Öztaşkın; Yaşananlar tam bir sivil diktatörlük

İstanbul'da 1 Mayıs'ta yaşananların tam bir sivil diktatörlüğün göstergesi olduğunu söyleyen sendikamız Genel Başkanı Mustafa Öztaşkın, Türk-İş Yönetim Kurulu'nun da 30 Nisan'da yaptığı  açıklama ile konfederasyona bağlı 18 sendikayı 1 Mayıs'ta yalnız bıraktığını söyleyerek şu açıklamayı yaptı:

 

“Bir sendika, bir konfederasyon, bir yönetici karar alırken öncelikle çok iyi düşünmesi gerekir. O kararın bütün boyutlarını analiz etmesi lazım ve kararı aldıktan sonra da kesinlikle o karardan dönmemesi lazım. Çünkü sendikacılık aynı zamanda bir kararlılık göstergesidir. Ama kararlılık inançlı insanların işidir. İnanç zaafiyeti yaşayanların 1 Mayıs konusunda da kararlı davranmaları zaten söz konusu olamaz. Dolayısıyla Türk-İş'te yaşananları biraz bu inançsızlığın göstergesi olarak da tanımlayabiliriz. Ve Türk-İş'in aldığı bu karar doğru bir karar değildir. Karar, bu kutlamalara katılan 18 sendikayı yalnız başına bırakmak anlamı taşıyordu.

● ● ● ● ● ● ●

▸ Görev:
Öztaşkın'ın 1 Mayıs açıklamasını aktaran yukarıdaki metni son cümlesinden itibaren devam ettirin.

▸ Eldeki veriler:
● ● ● ● ● ● ●

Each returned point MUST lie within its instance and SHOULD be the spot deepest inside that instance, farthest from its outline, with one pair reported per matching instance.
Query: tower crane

● ● ● ● ● ● ●

▸ Yanıt aşağıda:
 

1 Mayıs'ta İstanbul'da yaşananlar ise tam bir sivil diktatörlük göstergesi olarak tanımlanabilir.  1 Mayıs'ta İstanbul'da emeği sindirme, baskı altına alma harekatı yapıldı. Çünkü 14 Mart'ta yükselen bir emek hareketi var. Konfederasyon ayrımı gözetmeksizin birlikte dayanışma içinde olan ve gücünü birleştirerek ortak mücadeleyi hedefleyen bir anlayış var. Ve 14 Mart'tan itibaren emek hareketinde ciddi bir yükseliş var. 1 Mayıs'ta İstanbul'da yaşanan olaylar bir anlamda hem 14 Mart'ın rövanşını almaya yönelikti, hem de yükselen, özellikle AKP'ye karşı yükselen emek hareketini bastırıp, arkasından da 2821 ve 2822 sayılı yasalardaki değişiklikleri bizim taleplerimiz doğrultusunda değil de kendi istekleri doğrultusunda gerçekleştirebilmek ve kıdem tazminatı hakkımızı elimizden almaya yönelik girişimleri daha kolaylıkla yapmaya yönelikti.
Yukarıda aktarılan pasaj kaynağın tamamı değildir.